_Task to complete:_ Render the lines below as a numbered list, leaving out any blank lines.
----- Dataset entries
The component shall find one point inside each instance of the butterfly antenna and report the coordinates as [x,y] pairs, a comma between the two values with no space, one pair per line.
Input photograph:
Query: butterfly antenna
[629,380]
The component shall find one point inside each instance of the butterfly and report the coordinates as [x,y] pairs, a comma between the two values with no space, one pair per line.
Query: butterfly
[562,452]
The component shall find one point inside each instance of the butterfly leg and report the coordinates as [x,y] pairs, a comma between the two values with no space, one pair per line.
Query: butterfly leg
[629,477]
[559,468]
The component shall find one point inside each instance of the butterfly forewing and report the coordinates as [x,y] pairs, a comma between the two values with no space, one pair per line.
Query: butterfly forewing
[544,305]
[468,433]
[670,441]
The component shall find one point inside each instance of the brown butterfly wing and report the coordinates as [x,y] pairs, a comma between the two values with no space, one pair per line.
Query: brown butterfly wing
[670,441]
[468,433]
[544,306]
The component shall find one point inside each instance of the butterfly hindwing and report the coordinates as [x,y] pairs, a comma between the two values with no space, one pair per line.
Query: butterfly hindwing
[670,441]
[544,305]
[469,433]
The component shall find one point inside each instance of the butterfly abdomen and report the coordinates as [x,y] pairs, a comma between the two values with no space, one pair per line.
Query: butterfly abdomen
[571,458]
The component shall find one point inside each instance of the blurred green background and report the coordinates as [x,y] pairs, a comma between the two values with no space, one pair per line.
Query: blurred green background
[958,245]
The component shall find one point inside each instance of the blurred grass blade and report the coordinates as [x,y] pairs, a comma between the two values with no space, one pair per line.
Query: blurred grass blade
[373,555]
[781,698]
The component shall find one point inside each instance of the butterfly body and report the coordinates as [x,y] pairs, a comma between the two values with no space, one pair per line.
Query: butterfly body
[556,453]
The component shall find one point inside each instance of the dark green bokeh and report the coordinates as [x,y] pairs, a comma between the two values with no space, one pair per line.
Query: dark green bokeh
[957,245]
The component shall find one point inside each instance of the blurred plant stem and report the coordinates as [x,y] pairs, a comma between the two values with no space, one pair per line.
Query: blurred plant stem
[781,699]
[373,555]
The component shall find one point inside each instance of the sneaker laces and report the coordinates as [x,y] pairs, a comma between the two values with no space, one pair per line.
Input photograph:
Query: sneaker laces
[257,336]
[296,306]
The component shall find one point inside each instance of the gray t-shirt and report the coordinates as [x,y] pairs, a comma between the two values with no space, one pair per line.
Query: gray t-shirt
----------
_Solution to the problem:_
1. The component shall find one point inside each instance of the butterfly antenna and report the coordinates as [x,y] pairs, a comma between the two values with no space, one pair per line.
2. Input photograph:
3. Query: butterfly antenna
4. [629,380]
5. The component shall find one point inside each instance of the butterfly and report the coordinates as [x,y] pairs, a comma between the two values with no space, one pair per line.
6. Query: butterfly
7. [562,452]
8. The component shall find one point inside each instance of the butterfly leg and report the coordinates as [x,y] pairs, a comma between the two values with no space, one pair per line.
9. Query: butterfly leg
10. [629,477]
11. [559,468]
12. The component shall find one point inside each instance of the butterfly forewing and report the coordinates as [x,y] pairs, a comma between the two values with no space, one pair per line.
13. Query: butterfly forewing
14. [544,305]
15. [468,433]
16. [670,441]
17. The component shall find one point inside each instance of the brown butterfly wing and report the coordinates as [x,y] pairs, a comma between the two values with no space, one pair per line.
18. Query: brown butterfly wing
19. [670,441]
20. [468,433]
21. [544,306]
22. The component shall find one point inside each instance of the butterfly hindwing and report the coordinates as [x,y] pairs, a comma between the two values with no space, one pair per line.
23. Query: butterfly hindwing
24. [670,441]
25. [544,305]
26. [469,433]
27. The component shall find one point inside each instance of the butterfly abdomen and report the coordinates as [x,y] pairs, a comma between the two values with no space, one pair per line.
28. Query: butterfly abdomen
29. [571,458]
30. The component shall find one point inside each instance of the blurred green background and report the coordinates as [x,y] pairs, a comma between the two values with no space, one pair per line.
31. Query: blurred green background
32. [958,245]
33. The component shall find one point inside each instance of the blurred grass blade and report the coordinates as [x,y] pairs, a comma between the two values with no space, one pair per line.
34. Query: blurred grass blade
35. [373,555]
36. [781,698]
37. The component shall find one point inside each instance of the butterfly body and report the coordinates as [x,y] pairs, a comma between the two values with no space, one pair per line.
38. Query: butterfly body
39. [556,453]
40. The component shall find one point inside each instance of the dark green bokeh and report the coordinates as [x,y] pairs, a comma between the two values with no space, one pair per line.
41. Query: dark green bokeh
42. [957,245]
43. The component shall find one point inside each instance of the blurred plant stem and report the coordinates as [x,y] pairs, a comma between the two values with no space, one pair per line.
44. Query: blurred plant stem
45. [781,699]
46. [373,555]
47. The component shall find one point inside each instance of the sneaker laces and report the coordinates as [x,y] pairs, a comma between the two values with no space, one pair per line.
48. Input photograph:
49. Query: sneaker laces
50. [257,336]
51. [296,306]
52. The component shall find one point inside each instance of the gray t-shirt and report the coordinates as [x,y] pairs, a comma between the two values with no space, one pair per line.
53. Query: gray t-shirt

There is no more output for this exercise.